> _ASSIGNED TASK_
The entries should be given again so that each one matches the original exactly.

____

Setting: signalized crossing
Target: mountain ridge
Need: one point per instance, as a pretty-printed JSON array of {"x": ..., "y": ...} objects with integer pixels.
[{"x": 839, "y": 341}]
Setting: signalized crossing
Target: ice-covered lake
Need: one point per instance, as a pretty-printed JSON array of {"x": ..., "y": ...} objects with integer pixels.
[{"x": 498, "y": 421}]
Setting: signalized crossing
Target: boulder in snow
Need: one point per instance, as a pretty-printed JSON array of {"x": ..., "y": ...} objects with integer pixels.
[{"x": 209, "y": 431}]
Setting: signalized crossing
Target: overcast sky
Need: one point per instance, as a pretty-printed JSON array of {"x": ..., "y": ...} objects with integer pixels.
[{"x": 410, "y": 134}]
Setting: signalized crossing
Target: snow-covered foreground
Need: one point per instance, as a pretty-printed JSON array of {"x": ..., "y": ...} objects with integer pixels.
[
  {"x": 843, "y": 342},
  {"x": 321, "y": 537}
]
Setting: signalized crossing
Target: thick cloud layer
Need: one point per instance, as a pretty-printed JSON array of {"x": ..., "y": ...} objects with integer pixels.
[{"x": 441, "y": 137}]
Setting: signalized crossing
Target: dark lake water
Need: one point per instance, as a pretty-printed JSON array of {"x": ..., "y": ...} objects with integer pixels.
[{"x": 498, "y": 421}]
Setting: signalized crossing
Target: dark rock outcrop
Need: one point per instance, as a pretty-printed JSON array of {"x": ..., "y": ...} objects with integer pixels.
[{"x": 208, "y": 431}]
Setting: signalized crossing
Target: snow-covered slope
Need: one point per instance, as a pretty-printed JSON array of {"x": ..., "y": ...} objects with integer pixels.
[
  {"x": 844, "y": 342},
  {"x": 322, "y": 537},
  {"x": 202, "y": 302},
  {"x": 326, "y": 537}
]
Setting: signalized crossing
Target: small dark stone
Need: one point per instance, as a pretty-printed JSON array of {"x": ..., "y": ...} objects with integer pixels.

____

> _ANSWER SECTION_
Setting: signalized crossing
Target: mountain ridge
Need: one point per instance, as a pretty-printed JSON array of {"x": ..., "y": ...} objects with integer pixels.
[{"x": 839, "y": 341}]
Setting: signalized crossing
Target: ice-covered lake
Need: one point per instance, as a pretty-printed JSON array of {"x": ..., "y": ...} objects with integer pixels.
[{"x": 498, "y": 421}]
Setting: signalized crossing
Target: boulder in snow
Need: one point per instance, as a pretty-printed JSON array of {"x": ..., "y": ...} objects with integer pixels.
[{"x": 209, "y": 431}]
Setting: signalized crossing
Target: overcast sky
Need: one point per instance, as a pretty-printed JSON array of {"x": ..., "y": ...} objects with integer pixels.
[{"x": 410, "y": 134}]
Setting: signalized crossing
Target: snow-covered foreground
Need: one point per instance, as a pretty-printed JSON array of {"x": ..., "y": ...} objects with integer pixels.
[
  {"x": 843, "y": 342},
  {"x": 321, "y": 537}
]
Setting: signalized crossing
Target: thick cloud layer
Need: one point per instance, as a pretty-printed JSON array of {"x": ..., "y": ...} objects with integer pixels.
[{"x": 441, "y": 137}]
Setting: signalized crossing
Target: dark lake water
Need: one point per instance, as a pretty-printed JSON array of {"x": ..., "y": ...} objects with integer pixels.
[{"x": 498, "y": 421}]
Setting: signalized crossing
Target: dark rock outcrop
Need: one point per instance, as a pretty-printed JSON array of {"x": ..., "y": ...} objects with integer pixels.
[{"x": 208, "y": 431}]
Setting: signalized crossing
Target: snow-covered slope
Need: one point per instance, as a pretty-printed JSON array of {"x": ..., "y": ...} objects with integer pixels.
[
  {"x": 844, "y": 342},
  {"x": 322, "y": 537},
  {"x": 202, "y": 302},
  {"x": 326, "y": 537}
]
Setting: signalized crossing
Target: small dark stone
Need: one point per instance, as a pretty-printed JSON array of {"x": ..., "y": ...} objects with integer pixels.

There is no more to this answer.